● Task details
Please copy every record below exactly and leave out the pictures.

::: Extracted data

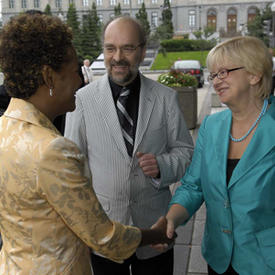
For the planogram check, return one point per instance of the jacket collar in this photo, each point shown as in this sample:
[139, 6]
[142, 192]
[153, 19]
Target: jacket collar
[22, 110]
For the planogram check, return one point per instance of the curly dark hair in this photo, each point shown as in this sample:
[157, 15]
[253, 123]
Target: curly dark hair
[27, 43]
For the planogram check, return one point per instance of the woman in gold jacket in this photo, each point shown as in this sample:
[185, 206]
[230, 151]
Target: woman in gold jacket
[49, 214]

::::::

● Answer space
For the planogram check, return one point per instance of the jacket collar in this photo, each point shown as in this sample:
[139, 6]
[142, 192]
[153, 19]
Target: jacket collar
[22, 110]
For the planogram check, return one point per instance of the curly dark hair in this photo, each point shown as in this sample:
[157, 15]
[253, 123]
Target: curly dark hair
[27, 43]
For the planogram check, return one point per instance of the woman in gold jacket in this photo, each point shown as in this sample:
[185, 206]
[230, 151]
Target: woman in gold jacket
[49, 214]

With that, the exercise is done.